▶ **Data provided**
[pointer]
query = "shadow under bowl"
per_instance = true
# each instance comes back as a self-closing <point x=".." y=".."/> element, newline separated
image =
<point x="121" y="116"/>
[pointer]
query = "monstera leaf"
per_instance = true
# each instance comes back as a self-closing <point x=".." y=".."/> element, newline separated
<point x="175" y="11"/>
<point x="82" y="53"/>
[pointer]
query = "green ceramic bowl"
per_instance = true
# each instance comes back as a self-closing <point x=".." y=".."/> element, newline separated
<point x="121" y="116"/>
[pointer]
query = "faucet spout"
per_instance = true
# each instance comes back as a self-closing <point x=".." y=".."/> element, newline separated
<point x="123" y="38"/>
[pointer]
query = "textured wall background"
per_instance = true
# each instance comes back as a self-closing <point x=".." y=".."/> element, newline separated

---

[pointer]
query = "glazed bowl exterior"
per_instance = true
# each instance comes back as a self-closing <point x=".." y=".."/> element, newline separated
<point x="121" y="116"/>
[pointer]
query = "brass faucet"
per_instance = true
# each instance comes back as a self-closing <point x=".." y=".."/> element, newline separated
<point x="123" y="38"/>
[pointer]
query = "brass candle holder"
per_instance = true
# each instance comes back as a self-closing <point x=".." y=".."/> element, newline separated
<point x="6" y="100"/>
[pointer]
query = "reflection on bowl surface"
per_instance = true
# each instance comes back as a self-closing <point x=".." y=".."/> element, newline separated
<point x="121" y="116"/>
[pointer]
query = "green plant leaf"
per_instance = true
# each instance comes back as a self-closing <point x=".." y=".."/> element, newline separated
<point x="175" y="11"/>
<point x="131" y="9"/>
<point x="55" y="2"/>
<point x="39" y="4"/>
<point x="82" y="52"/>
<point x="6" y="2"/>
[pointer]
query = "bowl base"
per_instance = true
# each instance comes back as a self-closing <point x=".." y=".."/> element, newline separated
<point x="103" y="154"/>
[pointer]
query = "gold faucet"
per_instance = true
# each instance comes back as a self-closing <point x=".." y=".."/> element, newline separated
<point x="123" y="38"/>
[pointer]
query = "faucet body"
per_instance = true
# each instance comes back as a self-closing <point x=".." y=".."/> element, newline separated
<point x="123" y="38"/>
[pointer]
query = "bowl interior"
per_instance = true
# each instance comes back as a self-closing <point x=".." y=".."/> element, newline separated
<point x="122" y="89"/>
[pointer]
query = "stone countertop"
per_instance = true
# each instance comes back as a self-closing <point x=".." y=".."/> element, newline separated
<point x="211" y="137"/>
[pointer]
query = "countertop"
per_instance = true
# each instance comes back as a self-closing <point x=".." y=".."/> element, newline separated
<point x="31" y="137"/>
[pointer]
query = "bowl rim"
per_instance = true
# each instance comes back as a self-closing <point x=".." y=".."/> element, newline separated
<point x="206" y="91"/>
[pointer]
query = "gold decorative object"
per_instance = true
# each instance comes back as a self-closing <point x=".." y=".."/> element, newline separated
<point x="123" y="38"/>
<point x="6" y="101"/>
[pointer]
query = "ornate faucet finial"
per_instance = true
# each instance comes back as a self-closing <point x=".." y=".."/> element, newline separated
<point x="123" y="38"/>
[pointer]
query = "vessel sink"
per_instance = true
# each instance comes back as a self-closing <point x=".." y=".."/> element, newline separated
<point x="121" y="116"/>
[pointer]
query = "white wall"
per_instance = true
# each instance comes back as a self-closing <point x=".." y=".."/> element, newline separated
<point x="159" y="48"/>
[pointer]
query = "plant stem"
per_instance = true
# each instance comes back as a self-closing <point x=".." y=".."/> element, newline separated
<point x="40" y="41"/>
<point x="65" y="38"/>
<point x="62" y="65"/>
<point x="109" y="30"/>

▶ **Given exercise**
Gather every line of the records that contains the string "wall" and list those lines in the order they appear.

▶ **Answer to the problem**
query = "textured wall background"
query = "white wall"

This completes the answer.